[Object point labels]
◇ ◇ ◇ ◇ ◇ ◇ ◇
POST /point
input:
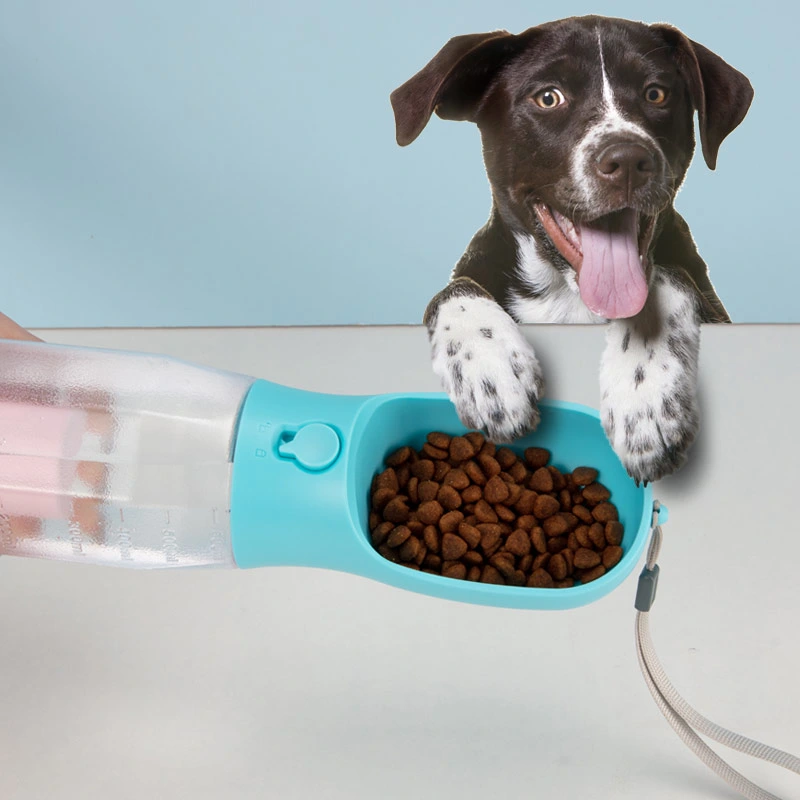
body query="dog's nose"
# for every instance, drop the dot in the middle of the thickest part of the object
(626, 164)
◇ ◇ ◇ ◇ ◇ ◇ ◇
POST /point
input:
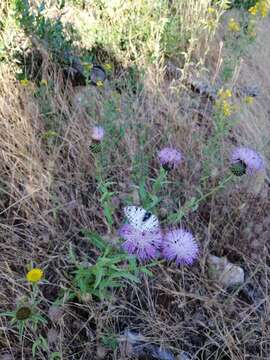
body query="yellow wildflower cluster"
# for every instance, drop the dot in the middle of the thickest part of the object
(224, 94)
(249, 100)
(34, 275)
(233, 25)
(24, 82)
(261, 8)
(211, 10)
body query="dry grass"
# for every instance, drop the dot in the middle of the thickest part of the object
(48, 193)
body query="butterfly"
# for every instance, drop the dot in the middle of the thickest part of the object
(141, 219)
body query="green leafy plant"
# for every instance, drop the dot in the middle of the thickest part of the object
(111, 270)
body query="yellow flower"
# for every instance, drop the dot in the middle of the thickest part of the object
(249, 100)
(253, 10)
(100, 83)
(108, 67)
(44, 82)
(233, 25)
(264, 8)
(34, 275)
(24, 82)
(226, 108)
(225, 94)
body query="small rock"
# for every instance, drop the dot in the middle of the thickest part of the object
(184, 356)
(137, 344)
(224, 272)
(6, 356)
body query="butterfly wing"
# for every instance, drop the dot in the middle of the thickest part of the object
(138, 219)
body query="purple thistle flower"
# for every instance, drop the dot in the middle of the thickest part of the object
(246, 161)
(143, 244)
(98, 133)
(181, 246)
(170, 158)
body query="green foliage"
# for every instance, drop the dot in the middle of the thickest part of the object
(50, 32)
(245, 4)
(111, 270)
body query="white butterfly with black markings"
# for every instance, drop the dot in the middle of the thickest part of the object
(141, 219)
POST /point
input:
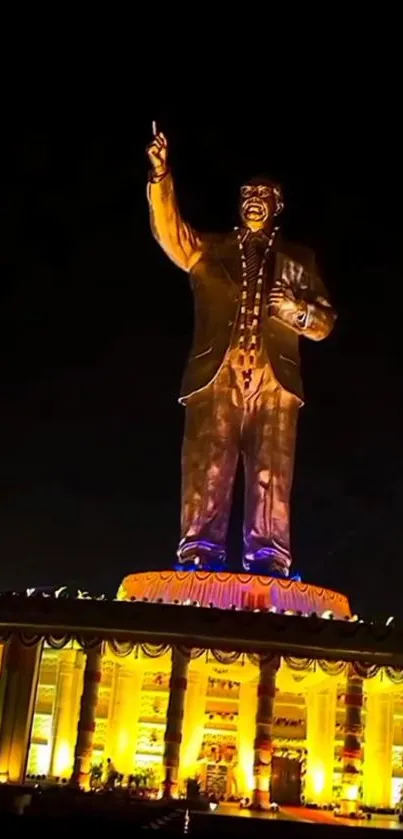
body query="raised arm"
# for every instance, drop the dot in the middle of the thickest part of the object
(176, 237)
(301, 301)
◇ ◇ ◇ ◇ ◇ ◇ ◇
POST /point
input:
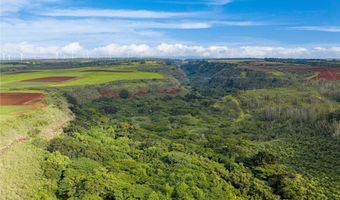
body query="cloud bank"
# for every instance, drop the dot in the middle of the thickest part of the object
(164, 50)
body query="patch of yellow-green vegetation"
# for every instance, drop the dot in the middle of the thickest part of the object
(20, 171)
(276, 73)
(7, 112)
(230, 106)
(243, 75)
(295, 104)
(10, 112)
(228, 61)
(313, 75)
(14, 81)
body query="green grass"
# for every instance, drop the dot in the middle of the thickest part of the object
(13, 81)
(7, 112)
◇ ◇ ◇ ◇ ◇ ◇ ◇
What to produce -
Pick out each line in the entries above that contains the word "butterfly" and copy those lines in full.

Full solution -
body query="butterfly"
body query="butterfly wing"
body query="white butterfly with black markings"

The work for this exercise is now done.